[EXTRACT TO READ]

Histopathology of breast carcinoma following neoadjuvant systemic therapy: a common association between letrozole therapy and central scarring


Dr Jeremy Thomas, Pathology Department, Western General Hospital, Edinburgh, EH4 2XU, UK.


Aims:  Neoadjuvant systemic therapy of large and locally advanced breast cancers may, through shrinkage, enable breast conservation surgery. Letrozole, an aromatase inhibitor, is used frequently in the treatment of oestrogen receptor-positive breast cancer. The aim was to examine the response patterns in a letrozole-treated group compared with a chemotherapy-treated group.

Materials and methods:  Fifty patients with primary breast cancer were treated with 3 months of chemotherapy and 53 with 3 months of neoadjuvant letrozole. Excised tumours were compared with preoperative core biopsy specimens. Volume calculations before and after therapy were used to calculate clinical response in the letrozole group.

[COMPLETE THE FOLLOWING]
• a. Please decide whether each statement agrees with the breast carcinoma abstract, and back each yes or no with the deciding words quoted from it: (i) fifty patients received neoadjuvant letrozole; (ii) letrozole is an aromatase inhibitor; (iii) clinical response in the letrozole group was worked out from tumor volume before and after therapy.
• b. Write the next part of the breast carcinoma abstract, picking up after its last sentence on materials and methods.
The data that comes next has no connection to the breast carcinoma abstract.

[DATA PROVIDED]
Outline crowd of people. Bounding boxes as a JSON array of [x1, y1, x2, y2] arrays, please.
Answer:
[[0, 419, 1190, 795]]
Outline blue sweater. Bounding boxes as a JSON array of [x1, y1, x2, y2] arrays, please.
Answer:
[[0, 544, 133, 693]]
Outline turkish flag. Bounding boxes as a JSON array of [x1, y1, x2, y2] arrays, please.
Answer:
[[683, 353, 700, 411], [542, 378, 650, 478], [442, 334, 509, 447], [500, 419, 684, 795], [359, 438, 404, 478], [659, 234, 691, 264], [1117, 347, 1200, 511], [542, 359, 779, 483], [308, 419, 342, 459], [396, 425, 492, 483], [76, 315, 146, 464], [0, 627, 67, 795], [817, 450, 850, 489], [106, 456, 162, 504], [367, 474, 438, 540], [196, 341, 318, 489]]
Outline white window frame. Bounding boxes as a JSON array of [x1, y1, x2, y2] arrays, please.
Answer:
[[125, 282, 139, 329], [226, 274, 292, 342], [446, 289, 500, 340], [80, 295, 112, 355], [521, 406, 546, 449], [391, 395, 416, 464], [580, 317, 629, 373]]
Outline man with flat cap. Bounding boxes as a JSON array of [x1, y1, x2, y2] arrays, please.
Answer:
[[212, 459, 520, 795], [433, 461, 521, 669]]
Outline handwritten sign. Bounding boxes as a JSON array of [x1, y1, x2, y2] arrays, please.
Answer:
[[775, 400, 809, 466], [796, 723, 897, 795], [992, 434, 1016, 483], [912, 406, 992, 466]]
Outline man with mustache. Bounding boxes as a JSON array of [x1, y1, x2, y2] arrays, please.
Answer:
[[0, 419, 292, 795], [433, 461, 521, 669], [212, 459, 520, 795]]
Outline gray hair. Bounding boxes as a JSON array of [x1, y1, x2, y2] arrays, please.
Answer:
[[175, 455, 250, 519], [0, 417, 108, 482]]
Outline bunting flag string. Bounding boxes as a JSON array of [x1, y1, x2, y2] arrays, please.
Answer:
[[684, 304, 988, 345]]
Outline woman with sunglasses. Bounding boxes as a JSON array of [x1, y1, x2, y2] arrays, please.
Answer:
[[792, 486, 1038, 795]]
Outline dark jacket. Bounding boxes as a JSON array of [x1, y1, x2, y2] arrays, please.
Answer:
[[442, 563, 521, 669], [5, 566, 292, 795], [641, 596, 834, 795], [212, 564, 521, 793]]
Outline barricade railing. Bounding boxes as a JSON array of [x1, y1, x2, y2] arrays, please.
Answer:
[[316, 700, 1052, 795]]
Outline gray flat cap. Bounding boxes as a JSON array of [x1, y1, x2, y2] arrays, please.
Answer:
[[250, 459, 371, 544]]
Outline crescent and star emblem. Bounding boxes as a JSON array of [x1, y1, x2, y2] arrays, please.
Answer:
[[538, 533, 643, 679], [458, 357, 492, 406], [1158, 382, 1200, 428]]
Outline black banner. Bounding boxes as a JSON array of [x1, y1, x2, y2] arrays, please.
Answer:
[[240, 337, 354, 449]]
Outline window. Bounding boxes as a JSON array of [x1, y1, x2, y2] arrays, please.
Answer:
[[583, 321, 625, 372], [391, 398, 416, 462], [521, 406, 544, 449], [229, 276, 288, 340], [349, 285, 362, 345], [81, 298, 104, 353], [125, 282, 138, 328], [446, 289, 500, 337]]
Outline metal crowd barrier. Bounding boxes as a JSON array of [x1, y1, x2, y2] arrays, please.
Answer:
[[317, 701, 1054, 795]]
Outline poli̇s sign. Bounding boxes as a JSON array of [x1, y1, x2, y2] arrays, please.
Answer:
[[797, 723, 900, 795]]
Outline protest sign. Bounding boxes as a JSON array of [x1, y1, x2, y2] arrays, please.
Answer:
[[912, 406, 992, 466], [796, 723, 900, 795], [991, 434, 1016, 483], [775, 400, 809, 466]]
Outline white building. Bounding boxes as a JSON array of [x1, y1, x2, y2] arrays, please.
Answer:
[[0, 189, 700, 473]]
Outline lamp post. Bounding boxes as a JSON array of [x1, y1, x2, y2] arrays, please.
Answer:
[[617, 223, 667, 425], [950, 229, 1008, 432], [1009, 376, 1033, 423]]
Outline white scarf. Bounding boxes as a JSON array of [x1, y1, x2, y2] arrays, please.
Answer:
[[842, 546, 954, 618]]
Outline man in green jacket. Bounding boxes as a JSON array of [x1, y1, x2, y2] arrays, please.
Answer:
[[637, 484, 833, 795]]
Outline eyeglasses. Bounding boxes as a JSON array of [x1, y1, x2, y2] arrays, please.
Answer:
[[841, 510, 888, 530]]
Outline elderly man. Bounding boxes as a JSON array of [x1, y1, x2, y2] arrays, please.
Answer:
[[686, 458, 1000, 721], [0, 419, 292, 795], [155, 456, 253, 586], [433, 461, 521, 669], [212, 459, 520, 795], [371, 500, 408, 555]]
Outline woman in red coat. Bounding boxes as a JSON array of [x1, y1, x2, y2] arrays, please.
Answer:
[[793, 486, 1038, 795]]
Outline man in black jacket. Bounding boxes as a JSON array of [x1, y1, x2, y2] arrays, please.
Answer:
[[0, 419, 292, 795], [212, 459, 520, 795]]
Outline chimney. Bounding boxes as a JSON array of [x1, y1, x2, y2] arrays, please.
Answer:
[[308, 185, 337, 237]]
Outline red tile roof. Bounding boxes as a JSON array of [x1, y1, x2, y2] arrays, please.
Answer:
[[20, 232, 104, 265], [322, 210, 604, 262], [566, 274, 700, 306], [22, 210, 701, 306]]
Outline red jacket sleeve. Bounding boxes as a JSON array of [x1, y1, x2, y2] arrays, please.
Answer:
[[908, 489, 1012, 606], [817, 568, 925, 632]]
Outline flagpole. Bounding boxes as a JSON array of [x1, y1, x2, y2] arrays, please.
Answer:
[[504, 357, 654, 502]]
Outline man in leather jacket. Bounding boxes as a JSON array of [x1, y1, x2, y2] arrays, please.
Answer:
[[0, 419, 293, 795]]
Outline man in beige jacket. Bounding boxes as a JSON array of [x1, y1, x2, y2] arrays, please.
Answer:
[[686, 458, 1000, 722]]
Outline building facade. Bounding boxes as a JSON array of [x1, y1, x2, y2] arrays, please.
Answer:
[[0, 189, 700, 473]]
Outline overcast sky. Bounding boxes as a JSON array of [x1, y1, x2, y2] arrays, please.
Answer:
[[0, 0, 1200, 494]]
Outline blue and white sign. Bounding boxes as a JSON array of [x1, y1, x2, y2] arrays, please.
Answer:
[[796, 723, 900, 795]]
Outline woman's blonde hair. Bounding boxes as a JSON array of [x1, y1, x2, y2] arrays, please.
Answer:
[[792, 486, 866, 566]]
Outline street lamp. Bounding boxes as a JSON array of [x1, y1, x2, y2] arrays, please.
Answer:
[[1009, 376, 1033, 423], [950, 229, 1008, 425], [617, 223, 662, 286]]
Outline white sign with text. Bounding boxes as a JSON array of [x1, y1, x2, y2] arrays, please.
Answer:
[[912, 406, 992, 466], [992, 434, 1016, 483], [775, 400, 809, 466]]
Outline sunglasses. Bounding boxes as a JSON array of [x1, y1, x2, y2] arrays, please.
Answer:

[SOLVED PROBLEMS]
• a. (i) No: "53 with 3 months of neoadjuvant letrozole". (ii) Yes: "Letrozole, an aromatase inhibitor". (iii) Yes: "Volume calculations before and after therapy were used to calculate clinical response in the letrozole group."

• b.
Results:  Response patterns were significantly different between the two therapies (P < 0.0005). Chemotherapy produced more complete pathological responses (P = 0.008) and a scattered cell pattern was also seen more frequently (P = 0.035). Letrozole produced substantially more central scars – 31 cases as opposed to two cases in the chemotherapy group (P = 0.0001) – and there was a statistically significant correlation with central scarring and clinical tumour volume reduction (P = 0.034).

Conclusions:  There are significantly different histological responses between cancers treated with chemotherapy and endocrine therapy, particularly central scarring. This has not been documented previously and may be an important factor in down-sizing tumours with letrozole, enabling subsequent conservation surgery.